**SUPPLIED ENTRIES**:
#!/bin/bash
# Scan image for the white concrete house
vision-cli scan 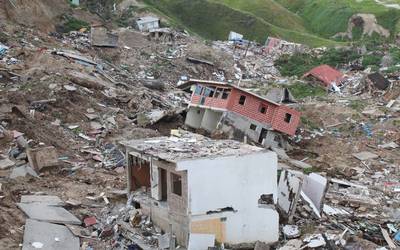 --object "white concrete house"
[121,131,279,249]
[136,16,160,32]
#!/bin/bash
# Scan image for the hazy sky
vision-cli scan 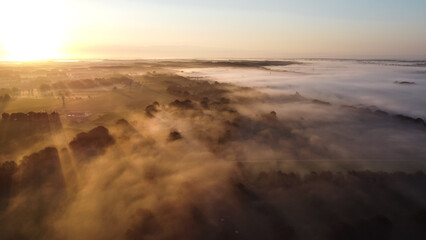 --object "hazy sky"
[0,0,426,59]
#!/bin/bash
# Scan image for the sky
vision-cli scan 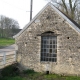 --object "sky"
[0,0,48,29]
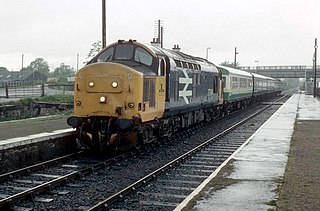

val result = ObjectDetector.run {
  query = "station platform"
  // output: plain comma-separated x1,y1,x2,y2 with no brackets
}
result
175,93,320,211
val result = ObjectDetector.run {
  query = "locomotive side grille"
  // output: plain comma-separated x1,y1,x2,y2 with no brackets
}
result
143,78,156,107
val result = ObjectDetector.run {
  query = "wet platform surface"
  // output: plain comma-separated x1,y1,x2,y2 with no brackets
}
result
176,93,320,210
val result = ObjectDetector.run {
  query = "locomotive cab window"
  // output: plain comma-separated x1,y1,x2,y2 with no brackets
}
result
134,47,152,66
114,44,133,60
97,48,114,62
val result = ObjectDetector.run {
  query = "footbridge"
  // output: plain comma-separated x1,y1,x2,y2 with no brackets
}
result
240,65,320,79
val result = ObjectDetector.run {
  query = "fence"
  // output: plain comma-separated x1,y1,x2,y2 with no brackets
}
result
0,84,74,98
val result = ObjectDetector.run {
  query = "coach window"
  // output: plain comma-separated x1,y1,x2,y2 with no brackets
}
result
97,48,114,62
134,47,152,66
182,62,188,68
114,44,133,60
222,76,227,88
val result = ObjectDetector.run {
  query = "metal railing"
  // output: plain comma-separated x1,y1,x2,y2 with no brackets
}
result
0,84,74,98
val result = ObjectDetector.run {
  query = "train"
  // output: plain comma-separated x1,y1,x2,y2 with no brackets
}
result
67,40,282,150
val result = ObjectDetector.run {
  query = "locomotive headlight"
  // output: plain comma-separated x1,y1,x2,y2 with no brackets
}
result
128,102,134,108
89,81,94,87
111,81,118,88
100,96,106,103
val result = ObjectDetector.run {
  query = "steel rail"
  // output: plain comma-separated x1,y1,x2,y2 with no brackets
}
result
0,151,133,210
87,95,287,211
0,151,83,182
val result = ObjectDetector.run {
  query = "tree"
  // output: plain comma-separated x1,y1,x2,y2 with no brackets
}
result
53,63,74,78
220,61,240,69
84,41,102,64
27,58,50,75
0,67,9,72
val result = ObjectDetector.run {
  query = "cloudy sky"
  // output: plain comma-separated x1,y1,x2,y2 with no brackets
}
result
0,0,320,71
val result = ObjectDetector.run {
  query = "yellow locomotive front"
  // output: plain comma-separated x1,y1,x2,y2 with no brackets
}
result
67,41,165,149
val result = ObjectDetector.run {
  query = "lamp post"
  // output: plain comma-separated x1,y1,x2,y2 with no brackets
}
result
206,47,211,60
313,38,318,97
254,60,259,73
234,47,239,68
102,0,107,48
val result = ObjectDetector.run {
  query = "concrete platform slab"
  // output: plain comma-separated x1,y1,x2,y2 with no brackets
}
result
175,93,312,210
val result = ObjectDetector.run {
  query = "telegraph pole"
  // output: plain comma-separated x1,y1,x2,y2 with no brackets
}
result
234,47,239,68
102,0,107,48
313,38,318,97
21,54,24,70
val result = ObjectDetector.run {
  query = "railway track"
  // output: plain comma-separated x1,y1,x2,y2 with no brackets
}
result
0,94,290,210
88,96,286,211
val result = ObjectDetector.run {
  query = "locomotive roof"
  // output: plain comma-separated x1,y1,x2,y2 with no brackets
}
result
105,40,217,71
217,65,252,77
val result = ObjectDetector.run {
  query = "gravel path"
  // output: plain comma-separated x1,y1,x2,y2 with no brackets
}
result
277,120,320,210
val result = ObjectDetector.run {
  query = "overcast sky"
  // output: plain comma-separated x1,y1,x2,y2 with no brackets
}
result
0,0,320,71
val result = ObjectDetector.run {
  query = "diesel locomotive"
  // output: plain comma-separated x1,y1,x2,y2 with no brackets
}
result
67,40,281,150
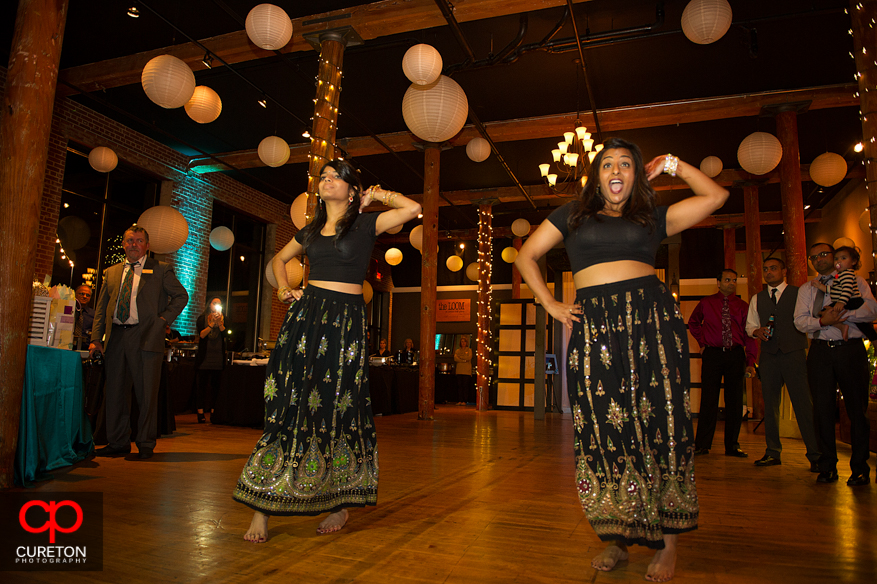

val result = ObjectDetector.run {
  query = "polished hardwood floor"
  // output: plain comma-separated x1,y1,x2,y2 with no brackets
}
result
6,406,877,584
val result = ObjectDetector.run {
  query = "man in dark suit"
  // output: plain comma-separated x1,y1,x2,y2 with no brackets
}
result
746,258,819,472
89,226,189,459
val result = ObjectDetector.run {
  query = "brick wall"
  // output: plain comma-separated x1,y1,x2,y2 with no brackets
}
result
0,67,296,338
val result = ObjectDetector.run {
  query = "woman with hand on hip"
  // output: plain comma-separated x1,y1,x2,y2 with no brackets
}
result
232,160,420,543
515,138,728,582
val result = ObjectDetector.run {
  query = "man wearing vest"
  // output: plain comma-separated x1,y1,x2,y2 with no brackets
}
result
795,243,877,487
746,258,819,472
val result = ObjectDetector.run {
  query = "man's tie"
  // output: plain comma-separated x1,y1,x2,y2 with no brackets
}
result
116,262,137,324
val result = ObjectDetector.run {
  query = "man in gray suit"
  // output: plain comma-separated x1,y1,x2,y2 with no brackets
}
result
89,226,189,459
746,258,819,472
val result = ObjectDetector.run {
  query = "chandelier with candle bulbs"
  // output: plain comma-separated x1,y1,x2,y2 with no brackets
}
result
539,118,603,195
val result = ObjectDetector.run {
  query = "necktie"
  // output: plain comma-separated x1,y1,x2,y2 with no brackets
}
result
722,296,734,348
116,262,137,324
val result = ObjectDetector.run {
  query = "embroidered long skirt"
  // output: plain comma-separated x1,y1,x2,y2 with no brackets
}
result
567,276,698,549
232,286,378,515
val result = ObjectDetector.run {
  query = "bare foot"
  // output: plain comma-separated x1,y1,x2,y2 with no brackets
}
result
591,542,628,572
244,511,268,543
317,509,350,535
646,534,679,582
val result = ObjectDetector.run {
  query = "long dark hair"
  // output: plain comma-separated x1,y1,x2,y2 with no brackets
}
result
302,160,362,249
568,138,657,231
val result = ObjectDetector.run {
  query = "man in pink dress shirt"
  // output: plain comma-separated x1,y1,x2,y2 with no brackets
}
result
688,269,758,458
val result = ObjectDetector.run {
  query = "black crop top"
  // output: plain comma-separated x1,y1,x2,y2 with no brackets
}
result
548,201,667,274
295,213,380,285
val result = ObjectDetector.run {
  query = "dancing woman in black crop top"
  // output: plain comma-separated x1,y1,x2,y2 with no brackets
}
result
515,138,728,582
232,160,420,543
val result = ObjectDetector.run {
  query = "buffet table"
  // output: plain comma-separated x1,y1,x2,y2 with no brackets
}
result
14,345,94,486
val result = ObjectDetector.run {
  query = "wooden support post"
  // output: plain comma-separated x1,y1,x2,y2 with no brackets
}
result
850,0,877,278
417,144,442,420
743,185,764,420
0,0,67,489
722,226,737,271
776,111,807,286
475,204,493,412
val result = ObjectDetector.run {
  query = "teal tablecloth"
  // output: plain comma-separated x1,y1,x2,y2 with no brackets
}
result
15,345,94,486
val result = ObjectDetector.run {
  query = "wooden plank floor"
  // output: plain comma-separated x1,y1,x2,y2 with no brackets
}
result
0,406,877,584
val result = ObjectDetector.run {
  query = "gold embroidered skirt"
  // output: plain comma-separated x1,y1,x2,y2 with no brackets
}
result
232,286,378,515
567,276,698,549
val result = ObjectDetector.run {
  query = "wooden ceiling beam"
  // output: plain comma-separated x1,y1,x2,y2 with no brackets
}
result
57,0,591,96
189,84,859,174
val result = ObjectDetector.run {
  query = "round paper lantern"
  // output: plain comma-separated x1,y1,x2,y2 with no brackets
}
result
466,138,490,162
737,132,783,174
682,0,731,45
408,225,423,251
700,156,724,178
265,256,304,288
512,218,530,237
402,44,442,85
402,75,469,142
140,55,195,109
245,4,292,51
445,256,463,272
834,237,856,249
384,247,402,266
185,85,222,124
88,146,119,172
859,209,871,234
810,152,847,187
137,205,189,253
289,193,308,229
58,215,91,251
259,136,289,168
210,226,234,251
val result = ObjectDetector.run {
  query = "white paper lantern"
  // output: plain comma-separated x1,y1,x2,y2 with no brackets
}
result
265,256,304,288
245,4,292,51
466,138,490,162
185,85,222,124
512,218,530,237
810,152,847,187
384,247,402,266
402,75,469,142
259,136,289,168
408,225,423,251
859,209,871,235
466,262,478,282
445,255,463,272
700,156,724,178
834,237,856,249
88,146,119,172
737,132,783,174
289,193,308,229
140,55,195,109
137,205,189,253
210,226,234,251
682,0,732,45
402,44,442,85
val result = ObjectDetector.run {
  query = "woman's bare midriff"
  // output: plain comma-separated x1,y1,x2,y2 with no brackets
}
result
572,260,655,289
308,280,362,294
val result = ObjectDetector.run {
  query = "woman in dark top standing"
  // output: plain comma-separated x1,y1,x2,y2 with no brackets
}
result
195,298,225,424
515,138,728,582
233,160,420,543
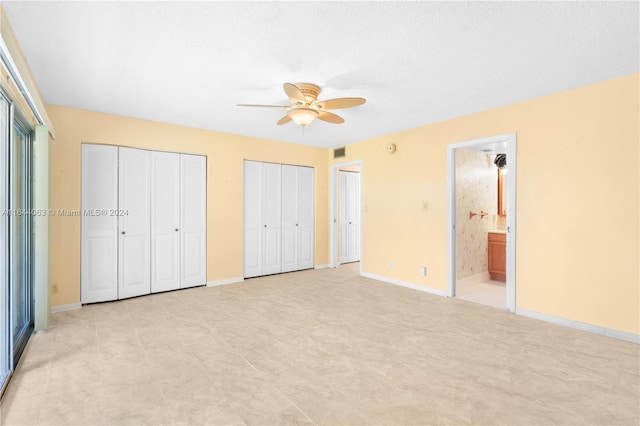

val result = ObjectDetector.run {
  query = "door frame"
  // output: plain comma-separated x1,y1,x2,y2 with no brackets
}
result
329,160,364,274
447,132,517,312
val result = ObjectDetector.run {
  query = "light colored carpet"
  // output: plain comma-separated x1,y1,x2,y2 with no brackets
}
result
1,264,640,425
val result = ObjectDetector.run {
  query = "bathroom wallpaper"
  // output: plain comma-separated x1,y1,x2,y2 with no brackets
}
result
456,149,498,280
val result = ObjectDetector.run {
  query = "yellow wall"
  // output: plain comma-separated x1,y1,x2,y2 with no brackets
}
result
327,74,640,334
47,105,329,306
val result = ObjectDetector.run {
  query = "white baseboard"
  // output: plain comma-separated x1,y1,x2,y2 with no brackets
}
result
516,307,640,344
51,303,82,314
360,272,447,297
207,277,244,287
456,271,491,286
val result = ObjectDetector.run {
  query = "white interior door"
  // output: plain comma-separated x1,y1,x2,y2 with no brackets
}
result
346,172,360,262
151,151,180,293
179,154,207,288
116,148,151,299
298,167,315,269
338,171,360,263
262,163,282,275
243,161,264,278
282,165,300,272
80,144,118,303
338,171,349,263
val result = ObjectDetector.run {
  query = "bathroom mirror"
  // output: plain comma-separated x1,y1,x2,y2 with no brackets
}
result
498,168,507,216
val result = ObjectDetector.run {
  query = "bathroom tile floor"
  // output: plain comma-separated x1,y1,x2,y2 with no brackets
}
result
456,280,507,309
0,264,640,425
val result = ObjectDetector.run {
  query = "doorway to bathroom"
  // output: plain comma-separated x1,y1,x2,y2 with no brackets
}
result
447,133,516,312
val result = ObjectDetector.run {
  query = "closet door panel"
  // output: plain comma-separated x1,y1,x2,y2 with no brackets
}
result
282,165,300,272
80,144,118,303
118,148,151,299
297,167,315,269
151,151,180,293
243,161,264,278
347,173,360,262
180,154,207,288
262,163,282,275
338,171,349,263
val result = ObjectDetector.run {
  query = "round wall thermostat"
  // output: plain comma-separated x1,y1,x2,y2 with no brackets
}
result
387,143,396,154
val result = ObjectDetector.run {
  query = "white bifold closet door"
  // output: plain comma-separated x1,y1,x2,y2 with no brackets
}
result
116,148,151,299
282,165,314,272
81,144,207,303
151,152,180,293
244,161,282,278
179,154,207,288
80,145,118,303
244,161,315,278
338,171,360,263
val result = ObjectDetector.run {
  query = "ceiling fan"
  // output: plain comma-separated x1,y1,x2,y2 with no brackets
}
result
238,83,366,127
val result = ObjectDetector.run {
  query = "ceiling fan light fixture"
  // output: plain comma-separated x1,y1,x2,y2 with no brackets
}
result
287,108,318,127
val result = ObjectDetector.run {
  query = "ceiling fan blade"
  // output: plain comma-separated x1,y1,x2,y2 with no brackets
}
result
283,83,307,105
236,104,288,108
277,115,291,126
313,98,367,109
318,111,344,124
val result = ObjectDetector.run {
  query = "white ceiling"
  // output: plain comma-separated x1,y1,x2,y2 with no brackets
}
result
2,1,640,147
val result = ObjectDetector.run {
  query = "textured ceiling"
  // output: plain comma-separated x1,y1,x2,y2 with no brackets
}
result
2,1,640,147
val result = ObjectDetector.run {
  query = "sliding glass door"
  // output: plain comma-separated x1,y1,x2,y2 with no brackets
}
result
0,92,13,395
9,121,33,363
0,90,33,394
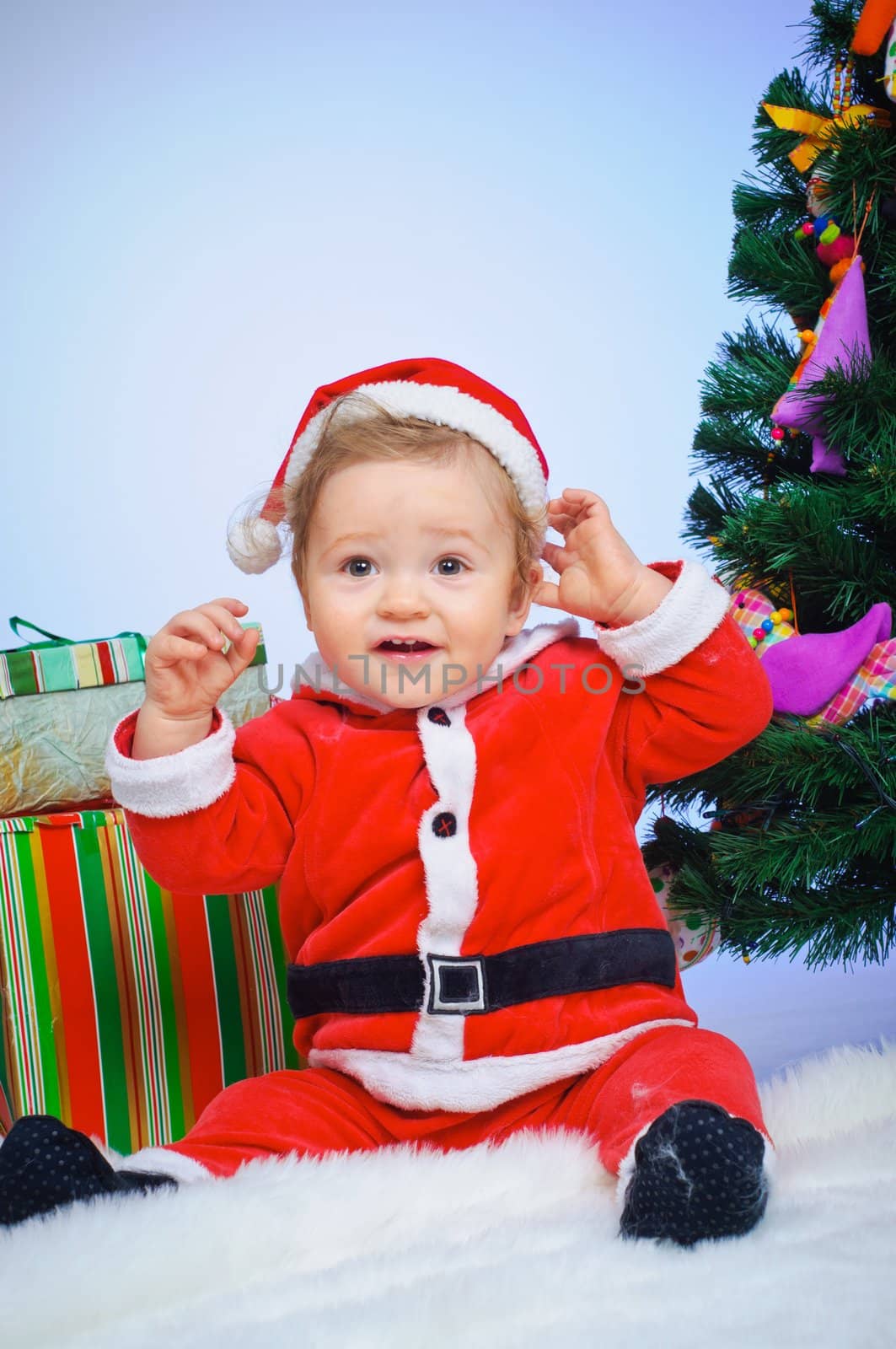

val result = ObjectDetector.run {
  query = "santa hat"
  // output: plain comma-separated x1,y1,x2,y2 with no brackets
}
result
227,356,548,573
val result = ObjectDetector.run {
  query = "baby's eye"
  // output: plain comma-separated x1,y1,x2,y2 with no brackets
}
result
343,557,370,576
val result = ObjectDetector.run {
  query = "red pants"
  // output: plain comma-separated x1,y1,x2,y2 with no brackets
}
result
164,1027,772,1176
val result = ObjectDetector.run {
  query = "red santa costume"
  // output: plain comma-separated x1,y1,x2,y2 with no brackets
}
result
106,360,772,1203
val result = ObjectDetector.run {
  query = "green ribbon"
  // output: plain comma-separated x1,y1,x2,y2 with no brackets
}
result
9,614,146,657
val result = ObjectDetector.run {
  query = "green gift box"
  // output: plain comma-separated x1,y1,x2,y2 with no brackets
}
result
0,618,271,816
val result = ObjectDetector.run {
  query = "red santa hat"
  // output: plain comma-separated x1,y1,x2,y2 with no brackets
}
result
227,356,548,573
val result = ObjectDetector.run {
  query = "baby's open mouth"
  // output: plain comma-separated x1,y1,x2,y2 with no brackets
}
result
375,641,438,656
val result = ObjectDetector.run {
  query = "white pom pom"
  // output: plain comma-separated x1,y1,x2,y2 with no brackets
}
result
227,515,283,576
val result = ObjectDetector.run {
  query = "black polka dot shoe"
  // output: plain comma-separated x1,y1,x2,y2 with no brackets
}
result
0,1115,177,1228
620,1101,768,1246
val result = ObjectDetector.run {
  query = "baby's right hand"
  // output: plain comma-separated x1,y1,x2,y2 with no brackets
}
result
144,599,259,722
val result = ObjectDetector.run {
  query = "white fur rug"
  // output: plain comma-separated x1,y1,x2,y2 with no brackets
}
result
0,1041,896,1349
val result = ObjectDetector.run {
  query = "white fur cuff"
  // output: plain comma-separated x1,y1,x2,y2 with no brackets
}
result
593,558,732,676
105,707,236,819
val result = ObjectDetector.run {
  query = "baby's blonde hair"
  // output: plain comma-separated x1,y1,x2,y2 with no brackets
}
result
241,391,548,605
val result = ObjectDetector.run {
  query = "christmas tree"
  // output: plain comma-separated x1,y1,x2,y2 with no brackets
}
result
644,0,896,969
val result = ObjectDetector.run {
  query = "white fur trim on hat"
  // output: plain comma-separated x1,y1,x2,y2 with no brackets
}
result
227,515,283,575
286,379,548,511
227,379,548,575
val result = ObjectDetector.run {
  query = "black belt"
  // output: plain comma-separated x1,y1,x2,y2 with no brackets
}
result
286,928,678,1020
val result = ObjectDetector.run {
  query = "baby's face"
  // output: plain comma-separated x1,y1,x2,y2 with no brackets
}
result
303,452,532,708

**TO BE DONE**: Extract every line of the entries that contains the string "dark", with matching case.

**RESULT OF THIS TASK**:
  query = "man in dark suit"
  query = "long dark hair"
  query = "woman in dark top standing"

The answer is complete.